━━━ Extracted records

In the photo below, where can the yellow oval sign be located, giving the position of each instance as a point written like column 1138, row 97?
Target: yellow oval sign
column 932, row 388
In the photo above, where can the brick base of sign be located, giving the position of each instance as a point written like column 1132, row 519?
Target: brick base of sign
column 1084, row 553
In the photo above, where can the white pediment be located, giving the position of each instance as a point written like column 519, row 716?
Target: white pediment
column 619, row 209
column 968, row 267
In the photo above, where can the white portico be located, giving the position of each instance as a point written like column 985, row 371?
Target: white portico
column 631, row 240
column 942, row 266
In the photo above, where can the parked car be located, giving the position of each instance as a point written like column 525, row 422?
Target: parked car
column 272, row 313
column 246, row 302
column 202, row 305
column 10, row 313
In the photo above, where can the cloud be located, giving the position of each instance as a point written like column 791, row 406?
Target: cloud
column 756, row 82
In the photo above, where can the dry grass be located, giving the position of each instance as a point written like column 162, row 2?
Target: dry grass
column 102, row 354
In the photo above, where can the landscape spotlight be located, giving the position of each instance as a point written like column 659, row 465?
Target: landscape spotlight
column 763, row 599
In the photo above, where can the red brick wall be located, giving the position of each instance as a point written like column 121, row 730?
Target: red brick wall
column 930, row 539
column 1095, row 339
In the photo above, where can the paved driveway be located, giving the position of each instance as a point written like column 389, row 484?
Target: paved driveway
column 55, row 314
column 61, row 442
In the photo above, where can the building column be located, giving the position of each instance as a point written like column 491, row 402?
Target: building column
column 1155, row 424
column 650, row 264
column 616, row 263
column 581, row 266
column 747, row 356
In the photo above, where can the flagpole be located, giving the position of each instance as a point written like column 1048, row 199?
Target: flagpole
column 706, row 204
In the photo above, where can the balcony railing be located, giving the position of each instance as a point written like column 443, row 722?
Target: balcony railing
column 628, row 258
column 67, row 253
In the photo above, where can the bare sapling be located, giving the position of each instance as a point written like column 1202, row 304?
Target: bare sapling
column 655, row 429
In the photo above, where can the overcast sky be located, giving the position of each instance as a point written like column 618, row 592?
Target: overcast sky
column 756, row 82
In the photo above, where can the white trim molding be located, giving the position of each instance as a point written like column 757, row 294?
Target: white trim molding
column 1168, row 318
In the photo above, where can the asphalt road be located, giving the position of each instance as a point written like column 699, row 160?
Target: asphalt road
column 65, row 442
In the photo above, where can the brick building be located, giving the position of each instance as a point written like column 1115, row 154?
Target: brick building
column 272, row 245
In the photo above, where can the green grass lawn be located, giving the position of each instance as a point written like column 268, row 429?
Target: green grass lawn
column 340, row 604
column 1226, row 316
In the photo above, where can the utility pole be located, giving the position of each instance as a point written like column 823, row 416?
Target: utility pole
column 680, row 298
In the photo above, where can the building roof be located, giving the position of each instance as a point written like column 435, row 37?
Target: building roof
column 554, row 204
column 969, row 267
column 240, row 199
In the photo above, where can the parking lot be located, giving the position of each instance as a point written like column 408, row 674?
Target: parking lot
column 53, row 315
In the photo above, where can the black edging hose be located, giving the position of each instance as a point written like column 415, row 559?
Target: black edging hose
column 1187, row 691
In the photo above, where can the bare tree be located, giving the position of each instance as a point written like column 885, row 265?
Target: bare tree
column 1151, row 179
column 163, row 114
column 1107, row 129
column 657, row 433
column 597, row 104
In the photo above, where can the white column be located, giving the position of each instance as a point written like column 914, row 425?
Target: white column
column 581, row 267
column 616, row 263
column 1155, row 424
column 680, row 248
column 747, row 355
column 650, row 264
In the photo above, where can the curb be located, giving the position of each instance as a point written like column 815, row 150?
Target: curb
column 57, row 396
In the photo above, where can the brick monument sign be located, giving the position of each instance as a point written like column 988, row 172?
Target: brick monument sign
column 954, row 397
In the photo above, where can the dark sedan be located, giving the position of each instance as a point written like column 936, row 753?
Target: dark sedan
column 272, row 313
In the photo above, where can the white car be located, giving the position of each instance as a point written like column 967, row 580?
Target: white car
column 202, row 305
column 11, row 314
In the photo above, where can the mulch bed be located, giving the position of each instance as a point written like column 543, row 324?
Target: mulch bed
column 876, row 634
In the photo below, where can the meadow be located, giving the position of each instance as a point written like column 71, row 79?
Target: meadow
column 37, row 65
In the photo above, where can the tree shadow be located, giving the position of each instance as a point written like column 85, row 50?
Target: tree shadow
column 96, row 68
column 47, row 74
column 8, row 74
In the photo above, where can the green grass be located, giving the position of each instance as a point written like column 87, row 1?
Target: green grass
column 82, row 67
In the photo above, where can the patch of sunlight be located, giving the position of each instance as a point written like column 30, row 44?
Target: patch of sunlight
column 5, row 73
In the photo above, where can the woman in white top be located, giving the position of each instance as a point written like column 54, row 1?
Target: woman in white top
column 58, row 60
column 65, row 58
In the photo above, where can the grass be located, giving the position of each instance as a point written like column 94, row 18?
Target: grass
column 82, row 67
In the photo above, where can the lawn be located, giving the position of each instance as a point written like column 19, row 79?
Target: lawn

━━━━━━

# Exercise objective
Retype the records that precede this task, keeping them exactly the same.

# Result
In the photo below, where can the yellow oval sign be located, giving the position of each instance as a point written like column 1138, row 97?
Target: yellow oval sign
column 932, row 388
In the photo above, where can the brick base of sign be located, giving the position of each instance as a point written like column 1132, row 519?
Target: brick base of sign
column 1084, row 553
In the photo above, where can the white pediment be located, giving the position of each instance as a point written like column 519, row 716?
Target: white pediment
column 619, row 209
column 968, row 267
In the photo above, where can the white portico be located, giving the position of each instance as a point written like column 985, row 371?
Target: white portico
column 631, row 240
column 942, row 266
In the photo above, where can the parked car be located, giving the position of each instance as a point written like column 525, row 422?
Target: parked car
column 272, row 313
column 246, row 302
column 202, row 305
column 10, row 313
In the photo above, where can the cloud be located, giving the position of each instance as a point written like column 791, row 406?
Target: cloud
column 756, row 82
In the photo above, where can the dry grass be located, giving the position of each instance as a point written like column 162, row 2?
Target: dry grass
column 102, row 354
In the photo above, where can the landscape spotlight be located, giving the position of each instance as a point written like column 659, row 465?
Target: landscape spotlight
column 763, row 599
In the photo above, where can the red brick wall be located, giving the position of each instance as a point written like column 121, row 730?
Target: red brick wall
column 930, row 539
column 1095, row 339
In the photo above, where can the paved driveway be located, giving the position of each instance as a point written like column 389, row 484?
Target: paved driveway
column 55, row 314
column 61, row 442
In the photo above, where can the building column be located, giving the position of each instance as a point written like column 491, row 402?
Target: building column
column 1155, row 424
column 650, row 264
column 616, row 263
column 581, row 266
column 747, row 356
In the photo above, where can the flagpole be located, giving the position of each instance as a point written like column 1048, row 199?
Target: flagpole
column 706, row 204
In the photo above, where can the balcony railing be located, giving the position of each instance as a point written like column 443, row 722?
Target: balcony railing
column 628, row 258
column 67, row 253
In the photo above, where can the bare sapling be located, giving the position of each instance as a point written like column 1202, row 304?
Target: bare sapling
column 655, row 429
In the photo above, where can the overcast sky be located, giving the position of each instance as a point written like column 618, row 592?
Target: overcast sky
column 756, row 82
In the photo above, where can the white trim molding be located, giving the position of each instance as a point written like column 757, row 294?
Target: white trim molding
column 1168, row 318
In the photo above, where can the asphalt road be located, giving the position of each instance as a point written like column 699, row 160?
Target: asphalt road
column 65, row 442
In the photo above, where can the brick building be located, giving the position of each instance as a point written like column 1115, row 154?
Target: brick building
column 272, row 245
In the photo above, where can the green grass lawn be located, giving the position of each instance as a point written like column 268, row 429?
Target: green grass lawn
column 340, row 604
column 1226, row 316
In the photo above, where can the utility pole be located, giving the position of each instance as a point written like column 823, row 416?
Target: utility pole
column 680, row 298
In the photo above, where can the building roof be located, giving the position of each instance as a point written like column 435, row 37?
Target: building roof
column 554, row 204
column 969, row 267
column 240, row 199
In the photo above, where can the parking lot be located, giving the position of each instance as a point written like column 408, row 674?
Target: parking lot
column 53, row 315
In the photo above, where can the black edging hose be located, giving the position of each instance as a point written like column 415, row 559?
Target: black edging hose
column 1187, row 691
In the photo above, where can the bare tree be located, giving the position of each instance as a point written like column 885, row 265?
Target: bare tree
column 1151, row 179
column 163, row 114
column 1107, row 129
column 657, row 433
column 597, row 104
In the photo above, where can the white column be located, giving the position of each instance as a point written like column 914, row 425?
Target: white column
column 581, row 267
column 616, row 263
column 1155, row 424
column 680, row 248
column 747, row 355
column 650, row 264
In the photo above, where can the curb be located, giving the position of each instance as a point written like column 815, row 150?
Target: curb
column 57, row 396
In the photo above, where can the brick monument sign be located, giving the position of each instance as a point written like column 988, row 172?
Target: brick monument sign
column 954, row 397
In the photo above, where can the dark sedan be located, giving the position of each instance as a point written like column 936, row 753?
Target: dark sedan
column 272, row 313
In the photo above, where can the white car be located, giving the position of each instance as a point written like column 967, row 580?
Target: white car
column 202, row 305
column 11, row 314
In the photo above, where can the mulch bed be located, giving the position of each instance as a point written like column 543, row 324?
Target: mulch bed
column 876, row 634
In the photo below, where can the meadow be located, giving the position of each instance as a point written like column 71, row 79?
Target: meadow
column 37, row 65
In the photo above, where can the tree shadow be located, giving the position of each instance as a point written like column 85, row 50?
Target: tree shadow
column 96, row 68
column 47, row 74
column 8, row 74
In the photo above, where can the green grass be located, giving the position of each instance as a point written like column 87, row 1?
Target: green grass
column 82, row 67
In the photo above, where can the patch of sunlight be located, giving the position of each instance as a point written like column 30, row 44?
Target: patch of sunlight
column 5, row 73
In the photo above, where can the woman in white top be located, giving the position of each instance as a point written like column 54, row 1?
Target: woman in white top
column 58, row 60
column 65, row 58
In the photo above, where can the grass be located, giving the position of each instance as a point written like column 94, row 18?
Target: grass
column 82, row 67
In the photo above, where can the lawn be located, giving the position of each instance as a point written like column 19, row 79?
Target: lawn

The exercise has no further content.